→ Set problem 1: Reproduce the listing line for line, beginning at the line that has "Look at this image and locate every instance of open" and stopping after the line that has "top-left (0, 238), bottom-right (562, 374)". Leave the pictures out.

++++ Text shown ++++

Trump’s latest outburst against Puerto Rico, explained

On the heels of the Senate’s failure to pass a disaster relief bill on Monday, President Donald Trump posted a string of factually inaccurate tweets defending his position that federal government aid to the hurricane-ravaged island of Puerto Rico should be limited to food stamp subsidies, and made clear he prioritizes the needs of US citizens living in flood-ravaged Midwestern states above those of US citizens living in Puerto Rico.

In his tweets Monday evening, Trump oddly referred to the US territory as a “place,” accused Puerto Rican politicians of being “incompetent or corrupt” — he referred to San Juan Mayor Carmen Yulín Cruz as “crazed” — and framed the question of how much disaster relief funding to provide to the island and flood-affected farmers in the Midwest as a zero-sum game, writing that “the Dems wants to give [Puerto Rico] more, taking dollars away from our Farmers and so many others. Disgraceful!”

It is not the case, however, that $91 billion has been sent to Puerto Rico in response to 2017’s Hurricane Maria and last year’s Hurricane Michael. As the Washington Post detailed, about $11 billion has been sent to the island so far — far less than the more than $120 billion the federal government has spent (and continues to spend) in response to 2005’s Hurricane Katrina. The $91 billion figure Trump cited refers to the estimated cost of Puerto Rico’s recovery over a period spanning decades.

Trump had more to say on the topic on Tuesday morning, tweeting that “[t]he best thing that ever happened to Puerto Rico is President Donald J. Trump. So many wonderful people, but with such bad Island leadership and with so much money wasted. Cannot continue to hurt our Farmers and States with these massive payments, and so little appreciation!”

Despite what Trump would have you believe, however, there’s no reason the federal government couldn’t provide disaster relief funds to both Puerto Rico and farmers in the Midwest — in fact, this is the route Democrats want to take.

++++ Data excerpts ++++

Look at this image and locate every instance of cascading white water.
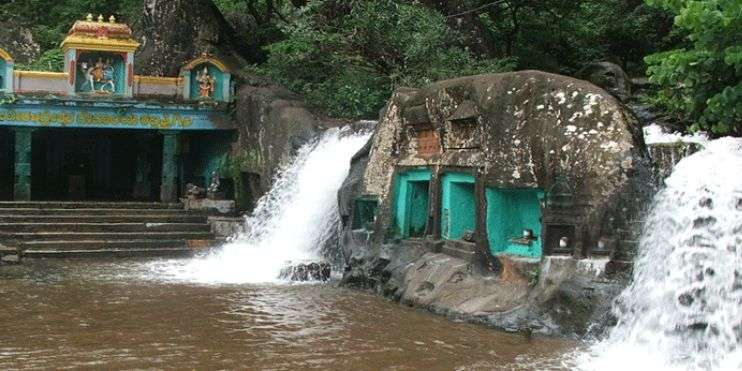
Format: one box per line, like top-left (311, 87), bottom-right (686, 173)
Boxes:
top-left (573, 138), bottom-right (742, 370)
top-left (159, 129), bottom-right (370, 283)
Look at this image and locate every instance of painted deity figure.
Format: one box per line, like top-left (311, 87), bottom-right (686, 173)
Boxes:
top-left (196, 67), bottom-right (216, 98)
top-left (80, 58), bottom-right (116, 92)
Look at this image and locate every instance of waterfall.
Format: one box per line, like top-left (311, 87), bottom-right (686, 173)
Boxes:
top-left (574, 138), bottom-right (742, 370)
top-left (155, 129), bottom-right (370, 283)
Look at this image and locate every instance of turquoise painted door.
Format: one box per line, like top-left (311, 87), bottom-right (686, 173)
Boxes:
top-left (441, 173), bottom-right (477, 240)
top-left (394, 169), bottom-right (431, 238)
top-left (485, 188), bottom-right (543, 258)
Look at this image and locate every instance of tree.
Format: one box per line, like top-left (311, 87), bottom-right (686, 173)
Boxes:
top-left (645, 0), bottom-right (742, 135)
top-left (257, 0), bottom-right (512, 117)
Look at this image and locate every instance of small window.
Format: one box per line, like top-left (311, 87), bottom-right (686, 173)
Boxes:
top-left (353, 198), bottom-right (379, 230)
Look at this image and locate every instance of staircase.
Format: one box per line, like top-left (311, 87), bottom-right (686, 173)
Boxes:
top-left (0, 202), bottom-right (215, 258)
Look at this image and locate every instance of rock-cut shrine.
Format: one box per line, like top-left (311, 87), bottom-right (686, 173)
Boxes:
top-left (0, 16), bottom-right (235, 202)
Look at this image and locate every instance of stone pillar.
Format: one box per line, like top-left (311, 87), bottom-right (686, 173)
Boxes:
top-left (160, 131), bottom-right (180, 202)
top-left (13, 128), bottom-right (34, 201)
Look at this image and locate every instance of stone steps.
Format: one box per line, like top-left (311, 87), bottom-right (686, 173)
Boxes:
top-left (0, 208), bottom-right (205, 217)
top-left (0, 231), bottom-right (213, 242)
top-left (0, 202), bottom-right (215, 258)
top-left (0, 201), bottom-right (183, 210)
top-left (23, 247), bottom-right (193, 259)
top-left (0, 212), bottom-right (207, 224)
top-left (0, 223), bottom-right (211, 233)
top-left (22, 239), bottom-right (203, 251)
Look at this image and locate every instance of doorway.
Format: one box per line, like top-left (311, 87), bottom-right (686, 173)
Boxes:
top-left (31, 129), bottom-right (162, 201)
top-left (0, 128), bottom-right (15, 201)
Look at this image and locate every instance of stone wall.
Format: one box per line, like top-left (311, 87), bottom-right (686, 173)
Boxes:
top-left (232, 86), bottom-right (319, 204)
top-left (339, 71), bottom-right (652, 338)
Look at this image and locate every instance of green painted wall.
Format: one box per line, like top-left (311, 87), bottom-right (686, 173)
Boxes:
top-left (394, 169), bottom-right (431, 237)
top-left (0, 59), bottom-right (7, 91)
top-left (485, 187), bottom-right (544, 258)
top-left (441, 173), bottom-right (477, 240)
top-left (352, 197), bottom-right (379, 229)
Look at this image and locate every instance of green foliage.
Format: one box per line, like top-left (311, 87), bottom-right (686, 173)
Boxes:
top-left (256, 0), bottom-right (512, 117)
top-left (646, 0), bottom-right (742, 135)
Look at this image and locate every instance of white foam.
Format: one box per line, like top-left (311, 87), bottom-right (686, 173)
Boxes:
top-left (644, 124), bottom-right (709, 145)
top-left (572, 138), bottom-right (742, 370)
top-left (154, 129), bottom-right (370, 283)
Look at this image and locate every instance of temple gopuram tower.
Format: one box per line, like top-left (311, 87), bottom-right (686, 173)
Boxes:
top-left (62, 14), bottom-right (139, 98)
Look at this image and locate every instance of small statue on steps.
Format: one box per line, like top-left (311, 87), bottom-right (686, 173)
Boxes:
top-left (206, 171), bottom-right (224, 200)
top-left (186, 183), bottom-right (206, 200)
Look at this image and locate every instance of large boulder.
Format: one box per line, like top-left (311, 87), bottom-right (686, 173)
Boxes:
top-left (134, 0), bottom-right (252, 76)
top-left (339, 71), bottom-right (651, 333)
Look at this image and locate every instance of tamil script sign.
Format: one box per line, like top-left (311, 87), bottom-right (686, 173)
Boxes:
top-left (0, 100), bottom-right (229, 130)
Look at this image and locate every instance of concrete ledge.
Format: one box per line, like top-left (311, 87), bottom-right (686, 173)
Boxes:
top-left (182, 198), bottom-right (237, 216)
top-left (0, 244), bottom-right (23, 265)
top-left (209, 216), bottom-right (245, 238)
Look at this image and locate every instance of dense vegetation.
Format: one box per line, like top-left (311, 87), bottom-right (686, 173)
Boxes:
top-left (0, 0), bottom-right (742, 134)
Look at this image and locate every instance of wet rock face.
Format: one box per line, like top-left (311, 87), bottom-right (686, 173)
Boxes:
top-left (0, 20), bottom-right (41, 64)
top-left (233, 86), bottom-right (319, 201)
top-left (339, 71), bottom-right (651, 334)
top-left (577, 62), bottom-right (631, 102)
top-left (279, 262), bottom-right (332, 282)
top-left (360, 71), bottom-right (649, 250)
top-left (134, 0), bottom-right (250, 76)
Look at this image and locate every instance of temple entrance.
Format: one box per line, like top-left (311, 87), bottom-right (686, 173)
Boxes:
top-left (441, 173), bottom-right (477, 240)
top-left (394, 169), bottom-right (431, 238)
top-left (31, 129), bottom-right (162, 201)
top-left (0, 128), bottom-right (13, 201)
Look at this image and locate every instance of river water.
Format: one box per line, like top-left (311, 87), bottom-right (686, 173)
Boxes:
top-left (0, 260), bottom-right (575, 370)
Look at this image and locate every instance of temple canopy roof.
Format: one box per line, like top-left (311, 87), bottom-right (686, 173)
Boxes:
top-left (0, 49), bottom-right (13, 62)
top-left (62, 14), bottom-right (139, 52)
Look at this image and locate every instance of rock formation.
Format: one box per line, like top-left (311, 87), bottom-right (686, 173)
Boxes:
top-left (577, 62), bottom-right (631, 102)
top-left (339, 71), bottom-right (651, 333)
top-left (0, 20), bottom-right (40, 64)
top-left (134, 0), bottom-right (252, 76)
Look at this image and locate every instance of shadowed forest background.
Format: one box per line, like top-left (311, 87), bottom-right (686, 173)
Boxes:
top-left (0, 0), bottom-right (742, 135)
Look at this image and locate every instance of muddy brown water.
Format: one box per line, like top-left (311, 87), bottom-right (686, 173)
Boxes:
top-left (0, 260), bottom-right (577, 370)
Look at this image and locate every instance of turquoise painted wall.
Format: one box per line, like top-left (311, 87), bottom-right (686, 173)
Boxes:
top-left (191, 63), bottom-right (225, 101)
top-left (352, 197), bottom-right (379, 230)
top-left (485, 187), bottom-right (544, 258)
top-left (394, 169), bottom-right (431, 237)
top-left (0, 59), bottom-right (8, 91)
top-left (441, 173), bottom-right (477, 240)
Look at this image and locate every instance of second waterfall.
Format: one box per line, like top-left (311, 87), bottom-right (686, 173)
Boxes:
top-left (157, 129), bottom-right (371, 283)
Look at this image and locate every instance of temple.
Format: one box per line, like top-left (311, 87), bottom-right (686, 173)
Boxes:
top-left (0, 15), bottom-right (236, 202)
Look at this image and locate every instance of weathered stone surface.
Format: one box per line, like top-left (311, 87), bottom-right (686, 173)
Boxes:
top-left (209, 216), bottom-right (245, 239)
top-left (279, 262), bottom-right (332, 282)
top-left (181, 198), bottom-right (237, 216)
top-left (134, 0), bottom-right (250, 76)
top-left (0, 20), bottom-right (41, 64)
top-left (234, 86), bottom-right (319, 200)
top-left (339, 71), bottom-right (651, 334)
top-left (577, 62), bottom-right (631, 102)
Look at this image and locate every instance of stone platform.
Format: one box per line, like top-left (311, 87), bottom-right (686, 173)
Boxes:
top-left (0, 202), bottom-right (215, 258)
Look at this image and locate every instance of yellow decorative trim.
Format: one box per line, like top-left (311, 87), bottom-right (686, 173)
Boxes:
top-left (13, 71), bottom-right (69, 80)
top-left (0, 49), bottom-right (13, 63)
top-left (62, 36), bottom-right (139, 53)
top-left (134, 75), bottom-right (183, 85)
top-left (181, 57), bottom-right (229, 73)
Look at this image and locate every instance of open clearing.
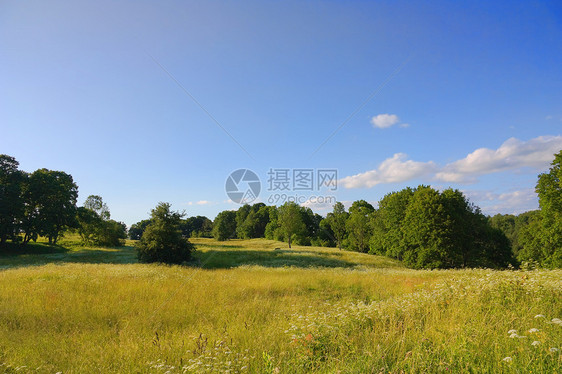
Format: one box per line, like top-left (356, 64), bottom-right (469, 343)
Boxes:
top-left (0, 239), bottom-right (562, 373)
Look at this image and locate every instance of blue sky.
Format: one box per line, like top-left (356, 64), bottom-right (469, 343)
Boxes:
top-left (0, 1), bottom-right (562, 224)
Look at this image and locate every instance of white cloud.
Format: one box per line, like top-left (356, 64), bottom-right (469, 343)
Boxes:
top-left (371, 114), bottom-right (404, 129)
top-left (435, 136), bottom-right (562, 183)
top-left (463, 188), bottom-right (539, 215)
top-left (340, 153), bottom-right (436, 188)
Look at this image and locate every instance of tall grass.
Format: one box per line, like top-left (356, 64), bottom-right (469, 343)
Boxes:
top-left (0, 239), bottom-right (562, 373)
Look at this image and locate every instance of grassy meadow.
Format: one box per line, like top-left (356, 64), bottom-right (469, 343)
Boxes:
top-left (0, 238), bottom-right (562, 374)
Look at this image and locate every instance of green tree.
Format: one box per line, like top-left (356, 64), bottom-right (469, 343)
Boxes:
top-left (0, 155), bottom-right (26, 246)
top-left (180, 216), bottom-right (213, 238)
top-left (213, 210), bottom-right (236, 241)
top-left (401, 186), bottom-right (513, 268)
top-left (84, 195), bottom-right (111, 220)
top-left (77, 195), bottom-right (127, 247)
top-left (24, 169), bottom-right (78, 244)
top-left (277, 201), bottom-right (306, 248)
top-left (346, 200), bottom-right (375, 252)
top-left (369, 187), bottom-right (415, 260)
top-left (519, 150), bottom-right (562, 267)
top-left (326, 202), bottom-right (349, 251)
top-left (137, 203), bottom-right (193, 264)
top-left (129, 219), bottom-right (152, 240)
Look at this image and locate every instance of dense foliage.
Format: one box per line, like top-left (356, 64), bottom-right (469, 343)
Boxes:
top-left (137, 203), bottom-right (193, 264)
top-left (0, 155), bottom-right (78, 245)
top-left (0, 151), bottom-right (562, 268)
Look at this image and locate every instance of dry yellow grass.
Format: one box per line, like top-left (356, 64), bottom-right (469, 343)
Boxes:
top-left (0, 239), bottom-right (562, 373)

++++

→ Set problem 2: In the article on Trump's tweets about Puerto Rico, why is it wrong to say that $91 billion has been sent to the island?

→ Output 1:
Look at this image and locate every instance of open clearing.
Format: one box per line, like top-left (356, 64), bottom-right (469, 343)
Boxes:
top-left (0, 239), bottom-right (562, 373)
Look at this image and locate every instance of blue sky.
Format: one box per line, like top-left (356, 64), bottom-right (469, 343)
Boxes:
top-left (0, 1), bottom-right (562, 224)
Look at this image and locate every instance of white cloud.
Format: one box per line, like top-left (356, 64), bottom-right (469, 343)
Boxes:
top-left (371, 114), bottom-right (404, 129)
top-left (435, 136), bottom-right (562, 183)
top-left (463, 188), bottom-right (539, 215)
top-left (340, 153), bottom-right (436, 188)
Look at this image and locate every instance of tall grass.
Format: one box per line, like top-left (356, 64), bottom-right (469, 343)
Boxes:
top-left (0, 239), bottom-right (562, 373)
Look at this image and locate every instance of grassy meadow.
Format: one box per line, like top-left (356, 64), bottom-right (469, 343)
Boxes:
top-left (0, 238), bottom-right (562, 374)

→ Output 2: According to the Washington Post, only about $11 billion has actually been sent to Puerto Rico so far. The $91 billion figure Trump cited is the estimated cost of the island's recovery over a period spanning decades.